[Data extracted from a collection]
▬▬▬▬▬▬▬▬▬▬

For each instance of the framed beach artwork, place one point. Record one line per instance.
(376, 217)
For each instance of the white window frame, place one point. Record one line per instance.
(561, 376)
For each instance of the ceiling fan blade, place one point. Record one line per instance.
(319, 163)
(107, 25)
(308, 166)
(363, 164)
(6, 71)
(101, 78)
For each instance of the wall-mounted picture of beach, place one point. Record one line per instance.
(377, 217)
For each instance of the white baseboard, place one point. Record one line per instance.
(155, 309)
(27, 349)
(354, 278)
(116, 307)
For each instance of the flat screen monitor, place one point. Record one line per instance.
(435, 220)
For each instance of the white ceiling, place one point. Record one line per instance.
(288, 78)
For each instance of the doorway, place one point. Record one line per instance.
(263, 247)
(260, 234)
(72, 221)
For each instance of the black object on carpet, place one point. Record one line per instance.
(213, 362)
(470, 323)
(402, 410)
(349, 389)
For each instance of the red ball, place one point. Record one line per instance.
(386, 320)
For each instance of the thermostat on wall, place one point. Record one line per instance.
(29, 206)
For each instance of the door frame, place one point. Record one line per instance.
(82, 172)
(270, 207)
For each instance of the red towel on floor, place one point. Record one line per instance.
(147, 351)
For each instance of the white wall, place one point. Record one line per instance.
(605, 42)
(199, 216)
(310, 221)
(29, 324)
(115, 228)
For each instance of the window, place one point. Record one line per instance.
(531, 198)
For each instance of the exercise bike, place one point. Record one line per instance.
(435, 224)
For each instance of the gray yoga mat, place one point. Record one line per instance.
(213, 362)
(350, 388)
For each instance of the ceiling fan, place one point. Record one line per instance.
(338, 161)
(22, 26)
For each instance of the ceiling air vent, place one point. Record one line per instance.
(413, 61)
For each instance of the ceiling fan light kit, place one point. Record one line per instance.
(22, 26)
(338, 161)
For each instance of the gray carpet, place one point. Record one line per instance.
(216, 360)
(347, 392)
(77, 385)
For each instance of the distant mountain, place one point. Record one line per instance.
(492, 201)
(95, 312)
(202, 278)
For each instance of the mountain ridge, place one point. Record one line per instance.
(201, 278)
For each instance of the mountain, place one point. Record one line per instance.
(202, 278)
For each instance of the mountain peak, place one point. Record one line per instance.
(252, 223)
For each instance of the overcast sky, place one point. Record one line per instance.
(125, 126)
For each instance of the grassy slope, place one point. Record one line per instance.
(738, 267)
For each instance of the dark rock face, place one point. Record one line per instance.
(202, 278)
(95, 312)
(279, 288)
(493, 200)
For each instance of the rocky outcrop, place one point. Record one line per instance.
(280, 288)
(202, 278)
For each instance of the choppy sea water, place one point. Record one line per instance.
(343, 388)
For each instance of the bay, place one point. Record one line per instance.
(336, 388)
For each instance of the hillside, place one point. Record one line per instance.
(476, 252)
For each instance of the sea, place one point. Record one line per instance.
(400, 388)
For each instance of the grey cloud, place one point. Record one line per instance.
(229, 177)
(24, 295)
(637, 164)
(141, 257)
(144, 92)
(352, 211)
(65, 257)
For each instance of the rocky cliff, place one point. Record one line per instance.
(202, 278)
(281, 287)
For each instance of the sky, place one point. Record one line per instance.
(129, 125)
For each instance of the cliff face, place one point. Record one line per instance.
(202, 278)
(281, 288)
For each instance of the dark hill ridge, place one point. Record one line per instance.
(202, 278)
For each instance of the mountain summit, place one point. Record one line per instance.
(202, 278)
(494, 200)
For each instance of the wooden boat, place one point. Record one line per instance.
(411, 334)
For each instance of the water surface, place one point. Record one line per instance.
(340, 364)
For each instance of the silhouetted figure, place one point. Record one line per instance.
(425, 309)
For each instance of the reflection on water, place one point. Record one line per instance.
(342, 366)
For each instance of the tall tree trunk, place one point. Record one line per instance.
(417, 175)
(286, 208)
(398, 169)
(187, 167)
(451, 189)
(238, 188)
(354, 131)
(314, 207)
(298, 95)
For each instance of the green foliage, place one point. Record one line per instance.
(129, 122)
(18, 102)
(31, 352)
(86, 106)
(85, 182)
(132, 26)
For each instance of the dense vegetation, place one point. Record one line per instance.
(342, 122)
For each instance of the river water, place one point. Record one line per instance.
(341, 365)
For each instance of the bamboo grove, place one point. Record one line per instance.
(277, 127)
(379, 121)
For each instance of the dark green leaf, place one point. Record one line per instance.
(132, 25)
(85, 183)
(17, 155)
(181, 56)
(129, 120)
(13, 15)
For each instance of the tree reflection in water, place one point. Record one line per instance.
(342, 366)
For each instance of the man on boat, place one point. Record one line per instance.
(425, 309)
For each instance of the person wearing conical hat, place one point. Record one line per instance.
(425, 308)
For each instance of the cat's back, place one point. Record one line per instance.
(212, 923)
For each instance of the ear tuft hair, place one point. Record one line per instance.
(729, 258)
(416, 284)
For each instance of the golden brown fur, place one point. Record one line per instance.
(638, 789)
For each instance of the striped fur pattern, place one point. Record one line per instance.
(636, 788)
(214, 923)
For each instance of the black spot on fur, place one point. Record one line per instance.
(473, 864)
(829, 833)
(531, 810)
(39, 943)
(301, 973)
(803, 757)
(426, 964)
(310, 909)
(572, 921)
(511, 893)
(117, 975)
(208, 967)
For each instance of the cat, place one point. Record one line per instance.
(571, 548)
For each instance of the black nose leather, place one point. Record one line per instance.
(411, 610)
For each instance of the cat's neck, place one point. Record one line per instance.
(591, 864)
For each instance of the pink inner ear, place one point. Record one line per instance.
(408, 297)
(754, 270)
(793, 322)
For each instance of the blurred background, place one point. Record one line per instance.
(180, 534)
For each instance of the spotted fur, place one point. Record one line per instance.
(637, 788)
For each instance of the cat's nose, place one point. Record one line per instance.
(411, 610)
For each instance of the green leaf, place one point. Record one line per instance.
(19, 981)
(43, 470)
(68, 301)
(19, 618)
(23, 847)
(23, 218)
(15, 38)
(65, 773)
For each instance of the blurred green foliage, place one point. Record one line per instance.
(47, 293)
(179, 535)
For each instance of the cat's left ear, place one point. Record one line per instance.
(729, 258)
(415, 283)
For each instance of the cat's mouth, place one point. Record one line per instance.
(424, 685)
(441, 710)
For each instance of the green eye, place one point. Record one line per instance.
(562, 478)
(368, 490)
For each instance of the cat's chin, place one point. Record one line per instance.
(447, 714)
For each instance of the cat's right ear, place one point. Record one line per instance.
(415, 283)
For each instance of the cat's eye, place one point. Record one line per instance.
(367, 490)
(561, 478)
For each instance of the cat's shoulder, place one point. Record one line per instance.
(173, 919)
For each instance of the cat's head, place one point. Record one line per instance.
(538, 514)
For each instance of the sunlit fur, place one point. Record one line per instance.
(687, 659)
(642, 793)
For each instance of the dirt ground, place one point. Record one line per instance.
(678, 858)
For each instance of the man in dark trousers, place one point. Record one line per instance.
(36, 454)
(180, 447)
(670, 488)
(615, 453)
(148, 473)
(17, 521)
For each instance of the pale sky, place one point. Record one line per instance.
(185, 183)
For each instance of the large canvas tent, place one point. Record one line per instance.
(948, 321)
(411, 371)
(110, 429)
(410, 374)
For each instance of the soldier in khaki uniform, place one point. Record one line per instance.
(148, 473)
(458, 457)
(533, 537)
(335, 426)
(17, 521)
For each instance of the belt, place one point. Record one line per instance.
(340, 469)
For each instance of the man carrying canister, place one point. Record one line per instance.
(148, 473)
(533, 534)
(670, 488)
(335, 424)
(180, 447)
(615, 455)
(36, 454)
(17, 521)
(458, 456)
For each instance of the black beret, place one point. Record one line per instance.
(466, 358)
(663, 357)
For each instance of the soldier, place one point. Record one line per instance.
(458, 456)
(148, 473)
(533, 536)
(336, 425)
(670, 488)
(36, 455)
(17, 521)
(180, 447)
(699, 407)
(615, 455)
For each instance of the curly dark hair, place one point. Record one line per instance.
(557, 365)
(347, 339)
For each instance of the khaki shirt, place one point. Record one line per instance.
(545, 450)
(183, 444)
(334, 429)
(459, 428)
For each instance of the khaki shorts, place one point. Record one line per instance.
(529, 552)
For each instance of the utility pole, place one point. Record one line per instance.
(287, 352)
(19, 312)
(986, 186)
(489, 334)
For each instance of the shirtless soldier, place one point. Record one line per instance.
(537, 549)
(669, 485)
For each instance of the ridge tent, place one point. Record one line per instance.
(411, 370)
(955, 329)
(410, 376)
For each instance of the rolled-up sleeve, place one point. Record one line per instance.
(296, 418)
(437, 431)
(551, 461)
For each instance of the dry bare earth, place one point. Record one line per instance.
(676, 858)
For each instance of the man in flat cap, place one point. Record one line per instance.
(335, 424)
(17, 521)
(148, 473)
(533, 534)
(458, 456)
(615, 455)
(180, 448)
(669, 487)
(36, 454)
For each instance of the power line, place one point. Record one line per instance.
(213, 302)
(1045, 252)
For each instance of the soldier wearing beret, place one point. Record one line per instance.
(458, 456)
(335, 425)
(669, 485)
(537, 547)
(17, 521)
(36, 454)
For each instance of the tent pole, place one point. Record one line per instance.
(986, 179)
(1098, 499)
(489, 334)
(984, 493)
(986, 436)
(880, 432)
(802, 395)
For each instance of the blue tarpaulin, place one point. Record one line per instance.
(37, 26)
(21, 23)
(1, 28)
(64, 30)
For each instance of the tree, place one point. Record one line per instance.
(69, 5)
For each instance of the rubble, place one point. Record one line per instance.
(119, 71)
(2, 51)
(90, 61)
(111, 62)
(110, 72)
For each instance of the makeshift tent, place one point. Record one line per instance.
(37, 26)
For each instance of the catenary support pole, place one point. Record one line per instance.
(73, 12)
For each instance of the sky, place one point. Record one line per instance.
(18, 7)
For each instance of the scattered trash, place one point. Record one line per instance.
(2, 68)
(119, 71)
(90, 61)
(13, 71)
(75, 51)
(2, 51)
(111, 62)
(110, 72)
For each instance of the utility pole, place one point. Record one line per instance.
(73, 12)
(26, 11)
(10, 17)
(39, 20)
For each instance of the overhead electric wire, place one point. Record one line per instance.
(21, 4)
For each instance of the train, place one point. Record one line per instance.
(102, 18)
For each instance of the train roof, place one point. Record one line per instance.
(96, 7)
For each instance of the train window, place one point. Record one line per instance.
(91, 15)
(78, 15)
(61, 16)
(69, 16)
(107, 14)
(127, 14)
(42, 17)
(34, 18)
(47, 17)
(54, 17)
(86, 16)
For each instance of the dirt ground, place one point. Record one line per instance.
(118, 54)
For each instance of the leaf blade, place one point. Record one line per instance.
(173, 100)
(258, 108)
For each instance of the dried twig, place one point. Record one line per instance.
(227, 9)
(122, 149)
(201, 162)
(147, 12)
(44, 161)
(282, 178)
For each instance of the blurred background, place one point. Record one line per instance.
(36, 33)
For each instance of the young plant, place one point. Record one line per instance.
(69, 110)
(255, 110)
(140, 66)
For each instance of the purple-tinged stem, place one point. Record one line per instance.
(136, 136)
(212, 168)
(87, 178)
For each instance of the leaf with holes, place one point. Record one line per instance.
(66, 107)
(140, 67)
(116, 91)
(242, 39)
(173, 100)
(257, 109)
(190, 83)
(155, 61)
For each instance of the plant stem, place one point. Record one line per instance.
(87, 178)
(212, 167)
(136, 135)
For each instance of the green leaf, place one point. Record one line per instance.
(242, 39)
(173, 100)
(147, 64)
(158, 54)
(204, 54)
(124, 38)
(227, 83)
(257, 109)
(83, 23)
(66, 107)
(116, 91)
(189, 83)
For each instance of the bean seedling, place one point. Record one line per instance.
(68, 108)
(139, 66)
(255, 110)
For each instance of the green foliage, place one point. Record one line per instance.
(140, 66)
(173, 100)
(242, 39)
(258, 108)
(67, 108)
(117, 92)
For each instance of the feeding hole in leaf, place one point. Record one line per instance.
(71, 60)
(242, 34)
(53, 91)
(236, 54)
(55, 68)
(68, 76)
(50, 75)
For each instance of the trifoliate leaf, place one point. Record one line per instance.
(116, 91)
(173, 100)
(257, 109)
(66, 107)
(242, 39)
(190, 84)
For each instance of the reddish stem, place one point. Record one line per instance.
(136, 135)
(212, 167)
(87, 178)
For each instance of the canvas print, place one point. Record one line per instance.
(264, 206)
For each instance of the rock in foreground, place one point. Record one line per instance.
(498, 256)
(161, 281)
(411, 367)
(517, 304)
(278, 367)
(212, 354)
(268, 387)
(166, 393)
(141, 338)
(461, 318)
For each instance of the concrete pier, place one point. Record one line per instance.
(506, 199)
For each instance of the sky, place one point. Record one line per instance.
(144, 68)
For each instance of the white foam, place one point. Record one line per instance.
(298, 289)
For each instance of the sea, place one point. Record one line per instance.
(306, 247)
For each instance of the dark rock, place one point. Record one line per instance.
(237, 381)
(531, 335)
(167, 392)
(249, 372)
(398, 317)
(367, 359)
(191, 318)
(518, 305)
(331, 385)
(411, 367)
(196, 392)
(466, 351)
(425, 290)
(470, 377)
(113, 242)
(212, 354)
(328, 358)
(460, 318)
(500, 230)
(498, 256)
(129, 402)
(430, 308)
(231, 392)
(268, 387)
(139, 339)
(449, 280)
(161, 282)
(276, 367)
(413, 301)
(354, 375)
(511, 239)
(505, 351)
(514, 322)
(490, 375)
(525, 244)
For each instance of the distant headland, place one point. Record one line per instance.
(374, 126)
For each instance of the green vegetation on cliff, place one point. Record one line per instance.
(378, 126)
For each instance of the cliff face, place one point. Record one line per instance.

▬▬▬▬▬▬▬▬▬▬

REQUIRED WORK: Repeat exactly the lines above from the line that contains "For each instance of the distant headland, place" through the end. Include both of these ends; leave out everything else.

IN RESPONSE:
For each instance of the distant headland, place one point. Record one line per instance.
(374, 126)
For each instance of the green vegetation on cliff, place one point. Record one line per instance.
(378, 126)
For each instance of the cliff face, place one point. Record one line per instance.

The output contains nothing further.